**OBJECTIVES**
1. Translate this sentence from the text on cross-validation for AMMI and BLUP into Spanish: "Considering this model, the original data set is split up into two sets: training set and validation set."
2. According to the text on cross-validation for AMMI and BLUP, which two functions implement the cross-validation procedure?
3. From the text on cross-validation for AMMI and BLUP, extract the passage from "Getting started" up to and including "tables were generated.".

**QUOTED TEXT**
Cross-validation procedures for AMMI and BLUP

Getting started

In this section, we will use the data in data_ge. For more information, please, see ?data_ge. Other data sets can be used provided that the following columns are in the dataset: environment, genotype, block/replicate and response variable(s). See the section Rendering engine to know how HTML tables were generated.

Predictive accuracy

The predictive accucary of both AMMI and BLUP models may be obtained using a cross-validation procedure implemented by the functions cv_ammif() and cv_blup() The cv_ammif() function provides a complete cross-validation procedure for all member of AMMI model family (AMMI0-AMMIF) using replicate-based data, according to the diagram below. Automatically the first validation is carried out considering the AMMIF (all possible axis used). Considering this model, the original data set is split up into two sets: training set and validation set.

Diagram for cross-validation of AMMI models.

Collected data

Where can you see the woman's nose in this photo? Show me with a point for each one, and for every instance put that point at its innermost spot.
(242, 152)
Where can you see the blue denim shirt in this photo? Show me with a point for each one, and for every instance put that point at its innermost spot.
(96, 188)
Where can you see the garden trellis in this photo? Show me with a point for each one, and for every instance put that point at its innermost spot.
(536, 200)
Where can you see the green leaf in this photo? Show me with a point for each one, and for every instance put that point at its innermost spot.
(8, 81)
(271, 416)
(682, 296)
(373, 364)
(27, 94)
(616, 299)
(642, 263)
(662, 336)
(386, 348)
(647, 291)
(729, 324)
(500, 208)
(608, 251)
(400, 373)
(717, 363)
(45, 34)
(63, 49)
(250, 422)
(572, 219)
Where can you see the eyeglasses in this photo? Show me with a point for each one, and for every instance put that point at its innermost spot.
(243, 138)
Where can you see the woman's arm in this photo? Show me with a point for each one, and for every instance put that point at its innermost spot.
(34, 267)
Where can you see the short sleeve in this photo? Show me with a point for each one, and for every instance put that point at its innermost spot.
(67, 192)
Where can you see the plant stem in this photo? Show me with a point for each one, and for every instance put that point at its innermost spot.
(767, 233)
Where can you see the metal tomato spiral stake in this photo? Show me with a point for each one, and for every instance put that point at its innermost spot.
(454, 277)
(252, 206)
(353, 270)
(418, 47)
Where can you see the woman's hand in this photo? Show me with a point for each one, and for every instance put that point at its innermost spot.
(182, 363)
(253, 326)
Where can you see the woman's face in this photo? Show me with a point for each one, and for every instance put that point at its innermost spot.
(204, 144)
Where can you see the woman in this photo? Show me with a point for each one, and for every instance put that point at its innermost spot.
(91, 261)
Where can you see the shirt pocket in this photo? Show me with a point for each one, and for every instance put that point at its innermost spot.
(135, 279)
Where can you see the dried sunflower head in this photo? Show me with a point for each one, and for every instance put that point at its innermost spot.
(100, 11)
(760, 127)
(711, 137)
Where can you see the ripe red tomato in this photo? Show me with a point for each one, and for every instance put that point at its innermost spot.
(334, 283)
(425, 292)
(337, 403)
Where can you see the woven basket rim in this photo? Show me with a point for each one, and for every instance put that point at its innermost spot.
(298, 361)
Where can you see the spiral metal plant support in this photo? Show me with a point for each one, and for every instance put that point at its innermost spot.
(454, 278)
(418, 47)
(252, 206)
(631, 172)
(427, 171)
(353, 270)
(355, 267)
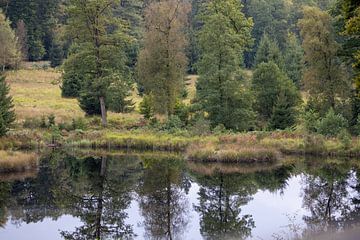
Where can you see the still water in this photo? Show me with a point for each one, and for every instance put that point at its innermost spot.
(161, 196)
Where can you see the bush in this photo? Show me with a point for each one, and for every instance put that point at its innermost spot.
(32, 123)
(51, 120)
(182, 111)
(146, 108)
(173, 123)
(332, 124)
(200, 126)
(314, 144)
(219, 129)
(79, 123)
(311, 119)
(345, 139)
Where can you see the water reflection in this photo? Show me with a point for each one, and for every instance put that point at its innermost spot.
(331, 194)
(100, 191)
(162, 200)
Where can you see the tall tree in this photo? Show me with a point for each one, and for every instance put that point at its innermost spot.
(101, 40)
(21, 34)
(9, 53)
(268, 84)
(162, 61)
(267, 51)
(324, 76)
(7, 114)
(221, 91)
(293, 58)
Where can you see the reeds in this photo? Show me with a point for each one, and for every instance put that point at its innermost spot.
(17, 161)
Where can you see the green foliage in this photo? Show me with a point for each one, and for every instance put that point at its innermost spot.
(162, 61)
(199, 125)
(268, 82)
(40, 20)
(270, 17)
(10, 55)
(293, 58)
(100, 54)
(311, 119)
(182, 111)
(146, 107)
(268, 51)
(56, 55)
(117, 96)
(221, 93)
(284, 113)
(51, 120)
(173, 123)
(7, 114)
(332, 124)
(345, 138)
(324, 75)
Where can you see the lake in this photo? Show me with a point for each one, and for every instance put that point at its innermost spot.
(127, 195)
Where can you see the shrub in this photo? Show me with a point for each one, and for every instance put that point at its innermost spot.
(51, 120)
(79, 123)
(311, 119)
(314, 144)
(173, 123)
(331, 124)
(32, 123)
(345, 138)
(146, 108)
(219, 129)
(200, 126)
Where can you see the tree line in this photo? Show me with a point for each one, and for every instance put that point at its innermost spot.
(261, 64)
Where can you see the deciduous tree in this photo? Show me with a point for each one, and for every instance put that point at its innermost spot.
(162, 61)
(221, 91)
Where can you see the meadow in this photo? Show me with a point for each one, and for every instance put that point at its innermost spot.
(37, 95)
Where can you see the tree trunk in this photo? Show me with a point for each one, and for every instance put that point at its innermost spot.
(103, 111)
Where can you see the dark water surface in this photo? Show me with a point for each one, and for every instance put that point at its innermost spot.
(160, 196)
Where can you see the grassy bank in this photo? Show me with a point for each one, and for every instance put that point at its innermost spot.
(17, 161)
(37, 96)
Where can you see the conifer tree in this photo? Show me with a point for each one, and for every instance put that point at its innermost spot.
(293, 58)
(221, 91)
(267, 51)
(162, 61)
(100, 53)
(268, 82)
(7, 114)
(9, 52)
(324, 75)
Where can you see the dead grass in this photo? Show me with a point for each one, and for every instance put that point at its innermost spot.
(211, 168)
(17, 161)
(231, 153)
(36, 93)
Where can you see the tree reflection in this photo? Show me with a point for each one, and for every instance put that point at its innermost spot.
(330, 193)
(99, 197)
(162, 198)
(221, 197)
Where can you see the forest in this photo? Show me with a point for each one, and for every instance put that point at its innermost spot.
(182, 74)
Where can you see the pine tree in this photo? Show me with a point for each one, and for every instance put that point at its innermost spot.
--
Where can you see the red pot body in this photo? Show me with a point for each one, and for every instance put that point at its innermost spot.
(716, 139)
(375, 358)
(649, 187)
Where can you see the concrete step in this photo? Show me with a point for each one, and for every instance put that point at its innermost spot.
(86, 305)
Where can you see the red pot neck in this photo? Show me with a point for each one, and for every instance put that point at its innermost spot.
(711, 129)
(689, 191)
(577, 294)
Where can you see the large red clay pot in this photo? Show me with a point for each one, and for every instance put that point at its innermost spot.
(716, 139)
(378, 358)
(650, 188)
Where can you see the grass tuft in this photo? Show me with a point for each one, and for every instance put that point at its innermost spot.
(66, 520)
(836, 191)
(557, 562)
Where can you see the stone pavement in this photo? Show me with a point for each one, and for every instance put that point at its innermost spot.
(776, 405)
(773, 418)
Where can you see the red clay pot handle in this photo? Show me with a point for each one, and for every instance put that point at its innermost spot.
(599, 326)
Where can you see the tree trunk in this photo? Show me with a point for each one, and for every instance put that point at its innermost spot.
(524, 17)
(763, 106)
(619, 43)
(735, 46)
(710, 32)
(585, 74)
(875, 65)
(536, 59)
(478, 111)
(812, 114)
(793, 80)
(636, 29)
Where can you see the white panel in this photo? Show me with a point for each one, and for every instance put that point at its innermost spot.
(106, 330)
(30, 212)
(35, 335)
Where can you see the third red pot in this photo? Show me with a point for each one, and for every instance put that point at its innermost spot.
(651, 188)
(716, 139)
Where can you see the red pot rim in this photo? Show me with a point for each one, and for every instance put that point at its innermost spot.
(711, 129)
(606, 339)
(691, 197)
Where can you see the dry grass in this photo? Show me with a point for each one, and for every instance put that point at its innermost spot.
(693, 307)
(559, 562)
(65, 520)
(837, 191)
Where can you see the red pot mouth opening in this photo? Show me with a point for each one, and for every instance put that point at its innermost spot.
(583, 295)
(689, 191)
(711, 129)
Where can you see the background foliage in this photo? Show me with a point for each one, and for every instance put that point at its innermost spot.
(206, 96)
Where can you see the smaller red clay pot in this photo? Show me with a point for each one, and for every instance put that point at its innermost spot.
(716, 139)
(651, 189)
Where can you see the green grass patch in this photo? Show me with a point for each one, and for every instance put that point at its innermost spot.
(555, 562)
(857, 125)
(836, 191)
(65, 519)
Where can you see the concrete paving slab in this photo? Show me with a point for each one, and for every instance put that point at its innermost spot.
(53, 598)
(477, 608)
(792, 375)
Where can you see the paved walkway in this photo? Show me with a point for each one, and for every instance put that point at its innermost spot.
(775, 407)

**EXERCISE RESULTS**
1. Considerando este modelo, el conjunto de datos original se divide en dos conjuntos: conjunto de entrenamiento y conjunto de validación.

2. The functions cv_ammif() and cv_blup().

3.
Getting started

In this section, we will use the data in data_ge. For more information, please, see ?data_ge. Other data sets can be used provided that the following columns are in the dataset: environment, genotype, block/replicate and response variable(s). See the section Rendering engine to know how HTML tables were generated.